# [Document extract]
--------------------------------------------------

I just have my terminal emulator spin up tmux when it starts, and I start my terminal emulator from my desktop, so it always runs in a clean environment.
That conflicts with the standard Emacs binding to move to the beginning of the current line. Many years ago, I switched to C-z instead, on the theory that it is really easy to type C-z C-z when I really want to suspend whatever is currently running.
Pity that (AFAICT) terminals have no concept of Super and Hyper (USB doesn’t know about Hyper, either, but at least X11 does).
Our finger memory for ^a is now ^a-a. In all apps, everywhere. Mostly that just results in something like select-all+select-all, but occasionally it's awful
As a vim user, this was my attitude about ctrl-b ctrl-b for pgup because tmux uses that. But I got used to it. Like many a screen convert to tmux, I used to map to ctrl-a, but I found myself actually getting pinky/wrist pain from using just my left hand. As a non-emacs user, I'm not okay with that :P So ctrl-b forces me to use two hands.
C-f moves forward a character which is also useful. The easiest to type character that had the least impact I could find was to remap to C-j. Works well in both Dvorak and Qwerty layouts and that's the one emacs shortcut I use so infrequently that I can live with having to type it twice.
That’s my default as well, worked great, except on a machine with shared sessions, a test driver machine where several of us will login as the same user: some of those people come from windows machines where ctrl-space gets mapped to ctrl-@, which is NUL.
So we had to find another prefix for those machines; fortunately, tmux can have two.
This (space->@->NUL) is mentioned in the tmux docs, tbh.
C-o here. And C-x or C-p on a few rare nested screens in one particular screen session that I always have open. Those are identified by differently colored tabs in the hardstatus bar which is always visible.
This is actually a very handy readline shortcut to search for a character. Useful when editing long command lines. Granted, I use Ctrl-Shift-] more often (searches backwards).
Why did you switch to tmux? It seems to me that screen is more ubiquitous, and has more features. Having a modem is a pretty handy thing built into it.
Not GP, but ~15 years ago tmux offered a lot better screen splitting options and a few other features that screen did not. That's why I switched. I did continue to use screen at work because it was ubiquitous, but then sysads started installing tmux as well and that was no longer an issue.
screen has improved a lot since then, but it lagged behind substantially for years.

--------------------------------------------------

# [The tasks]
**1)** According to the tmux discussion, which key did one commenter remap the prefix to because it works well in both Dvorak and Qwerty layouts?
**2)** Please reproduce the stretch of the tmux discussion from "This (space->@->NUL) is" through "often (searches backwards).".
The material has no connection to the tmux discussion.

# [Dataset extract]
--------------------------------------------------

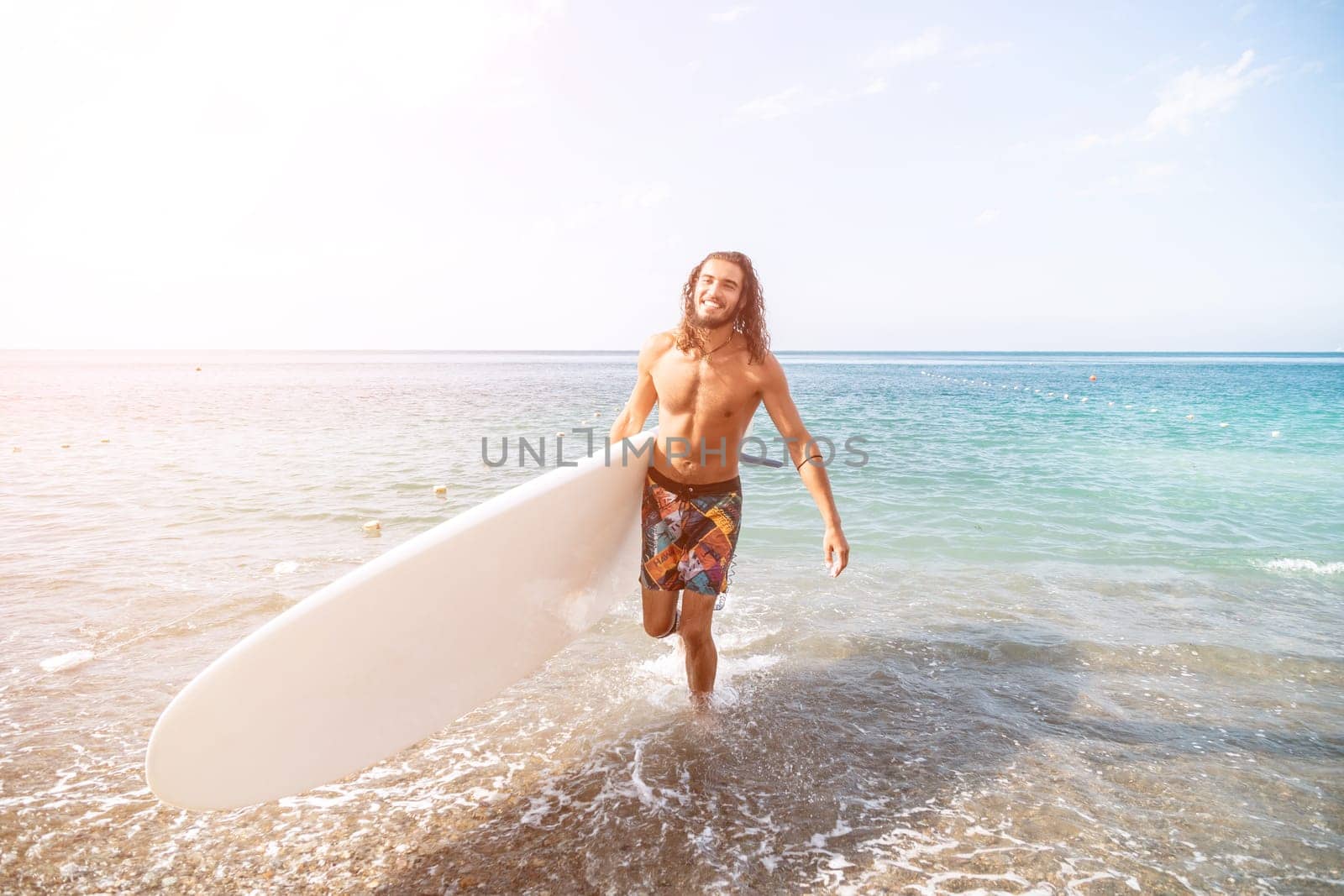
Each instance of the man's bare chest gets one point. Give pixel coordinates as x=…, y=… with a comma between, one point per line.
x=702, y=387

--------------------------------------------------

# [Expected answers]
**1)** C-j

**2)**
This (space->@->NUL) is mentioned in the tmux docs, tbh.
C-o here. And C-x or C-p on a few rare nested screens in one particular screen session that I always have open. Those are identified by differently colored tabs in the hardstatus bar which is always visible.
This is actually a very handy readline shortcut to search for a character. Useful when editing long command lines. Granted, I use Ctrl-Shift-] more often (searches backwards).